__SUPPLIED RECORDS__:

****************************************

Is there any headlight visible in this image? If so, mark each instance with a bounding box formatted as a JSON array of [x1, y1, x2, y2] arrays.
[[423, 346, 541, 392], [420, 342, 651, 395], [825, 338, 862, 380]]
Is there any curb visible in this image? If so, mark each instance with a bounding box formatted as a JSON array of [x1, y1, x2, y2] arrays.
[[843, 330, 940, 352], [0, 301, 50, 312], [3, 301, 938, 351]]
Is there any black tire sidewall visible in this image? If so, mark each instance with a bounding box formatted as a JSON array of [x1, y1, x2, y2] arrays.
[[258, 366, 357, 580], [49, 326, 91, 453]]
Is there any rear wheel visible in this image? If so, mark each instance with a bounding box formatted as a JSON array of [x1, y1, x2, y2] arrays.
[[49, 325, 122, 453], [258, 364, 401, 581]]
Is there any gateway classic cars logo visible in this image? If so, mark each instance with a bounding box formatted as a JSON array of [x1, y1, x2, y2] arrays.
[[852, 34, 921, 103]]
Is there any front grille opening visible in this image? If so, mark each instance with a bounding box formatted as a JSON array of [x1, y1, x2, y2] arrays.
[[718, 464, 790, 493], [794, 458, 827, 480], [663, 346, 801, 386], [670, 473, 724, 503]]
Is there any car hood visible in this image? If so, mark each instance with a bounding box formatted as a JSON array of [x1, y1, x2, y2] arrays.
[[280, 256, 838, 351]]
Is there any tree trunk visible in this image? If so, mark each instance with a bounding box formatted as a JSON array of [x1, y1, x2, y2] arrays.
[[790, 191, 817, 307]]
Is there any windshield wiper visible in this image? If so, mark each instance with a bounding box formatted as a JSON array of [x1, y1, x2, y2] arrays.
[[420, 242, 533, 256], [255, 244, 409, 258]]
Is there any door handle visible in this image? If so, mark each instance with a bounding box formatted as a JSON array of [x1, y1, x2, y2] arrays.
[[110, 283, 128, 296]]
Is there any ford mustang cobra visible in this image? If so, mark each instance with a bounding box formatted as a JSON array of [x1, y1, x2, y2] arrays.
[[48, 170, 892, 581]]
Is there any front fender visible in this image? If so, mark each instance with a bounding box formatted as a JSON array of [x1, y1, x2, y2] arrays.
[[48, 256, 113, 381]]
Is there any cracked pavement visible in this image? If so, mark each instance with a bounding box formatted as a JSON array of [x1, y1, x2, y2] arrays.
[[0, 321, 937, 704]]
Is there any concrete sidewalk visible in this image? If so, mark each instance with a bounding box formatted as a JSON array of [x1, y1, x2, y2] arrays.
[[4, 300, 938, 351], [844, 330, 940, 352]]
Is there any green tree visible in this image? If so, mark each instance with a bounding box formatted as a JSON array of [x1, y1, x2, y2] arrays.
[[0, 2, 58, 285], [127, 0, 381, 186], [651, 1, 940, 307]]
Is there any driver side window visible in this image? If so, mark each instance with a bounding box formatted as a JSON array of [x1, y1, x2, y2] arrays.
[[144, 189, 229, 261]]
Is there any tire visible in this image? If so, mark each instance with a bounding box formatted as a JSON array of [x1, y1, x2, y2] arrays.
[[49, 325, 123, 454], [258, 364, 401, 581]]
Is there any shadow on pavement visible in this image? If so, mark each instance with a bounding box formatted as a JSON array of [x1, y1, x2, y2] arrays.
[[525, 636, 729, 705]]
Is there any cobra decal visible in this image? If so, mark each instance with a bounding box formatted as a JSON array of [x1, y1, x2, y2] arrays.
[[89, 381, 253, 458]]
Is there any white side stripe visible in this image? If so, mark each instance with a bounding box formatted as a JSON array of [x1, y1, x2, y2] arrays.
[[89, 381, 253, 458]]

****************************************

__REQUIRED WORK__: Using the data above, restate every record word for word.

__COMPLETED TASK__:
Is there any headlight visible in this image? If so, mark each instance with a bounding box formatted as a JSON array of [x1, y1, x2, y2] arrays.
[[423, 346, 541, 392], [420, 342, 651, 395], [825, 338, 862, 380]]
Is there any curb visible in this image? If so, mark each instance with a bounding box formatted as a JSON array of [x1, y1, x2, y2] arrays.
[[843, 330, 940, 352], [0, 301, 50, 312], [3, 301, 938, 351]]
Is there any black tire sidewall visible in this image? If so, mark each instance with a bounding box formatted as a JSON array of [x1, y1, x2, y2] arrays.
[[258, 366, 357, 580], [49, 326, 91, 453]]
Is there any rear wheel visible in this image? If so, mark each instance with a bounding box formatted as a JSON array of [x1, y1, x2, y2] arrays.
[[49, 325, 122, 453], [258, 364, 401, 581]]
Is there any gateway classic cars logo visible in this image? If so, mark each instance with a bounding box formatted as a JSON array of [x1, y1, x2, y2] arrays.
[[852, 34, 921, 103]]
Is there any front grille opening visible in this image? If so, mark each instance with a bounding box formatted as a JSON array of [x1, y1, x2, y2] arrays.
[[718, 464, 790, 493], [794, 458, 827, 480], [663, 346, 801, 386], [670, 473, 724, 503]]
Is there any car hood visible in this image? If so, mark each instance with a bounding box formatted as a JSON array of [x1, y1, x2, y2] arrays.
[[280, 256, 838, 351]]
Is there any tree trunk visible in this image? If so, mark each instance with a bounding box formatted as a JSON array of [x1, y1, x2, y2] arrays.
[[790, 191, 817, 307]]
Is there any windshield wiper visible in this image? If so, mark each instance with a bounding box formatted as a JSON array of [x1, y1, x2, y2] arrays.
[[420, 242, 533, 256], [255, 244, 409, 258]]
Is there any door handle visible in this image? If so, mark each instance with a bounding box formatted as a JSON array of [x1, y1, x2, y2] arrays.
[[110, 283, 128, 296]]
Is there any ford mustang cobra visible in this image? If so, mark each instance with a bounding box formatted as a JSON array of [x1, y1, x2, y2] arrays.
[[48, 170, 892, 581]]
Is there any front fender visible in this image? If so, mark each instance with a bounding box formatted as a JSON array of [x1, y1, x2, y2] arrays.
[[48, 256, 113, 381]]
Is there any cracked pavement visible in this image? If so, mark each instance with a bounding box formatted as a JSON array of [x1, y1, x2, y2] arrays.
[[0, 321, 937, 704]]
Is there any concrete sidewalk visible in this image? If so, mark each instance with a bounding box formatted as a JSON array of [x1, y1, x2, y2] arrays.
[[4, 300, 938, 351], [844, 330, 940, 352]]
Is there any green tree visible in this image? If so, mark each instance with a bounding box formatted as a JSON array of [x1, y1, x2, y2] arrays.
[[0, 2, 58, 285], [127, 0, 381, 186], [651, 1, 940, 307]]
Is there any driver side window visible in this image? If so, mark each instance with a bounding box formatted as a JSON array of [x1, y1, x2, y2] arrays.
[[144, 189, 229, 261]]
Is there any tire visible in this image? If so, mark each instance with a bounding box formatted as a JSON array of [x1, y1, x2, y2] arrays.
[[49, 325, 123, 454], [258, 364, 401, 581]]
Is there any shadow on pavement visible in this image? If so, mark each instance with a bounding box formatted as a JSON array of [x1, y1, x2, y2] arrays.
[[525, 636, 729, 705]]
Is there any cobra decal visible in this image? If so, mark each instance with a bounding box formatted as a JSON array of [x1, y1, x2, y2] arrays.
[[89, 381, 253, 458]]
Is there any white side stripe visible in this image? If so, mark each instance with a bounding box formatted as a JSON array of [x1, y1, x2, y2] arrays.
[[89, 381, 253, 458]]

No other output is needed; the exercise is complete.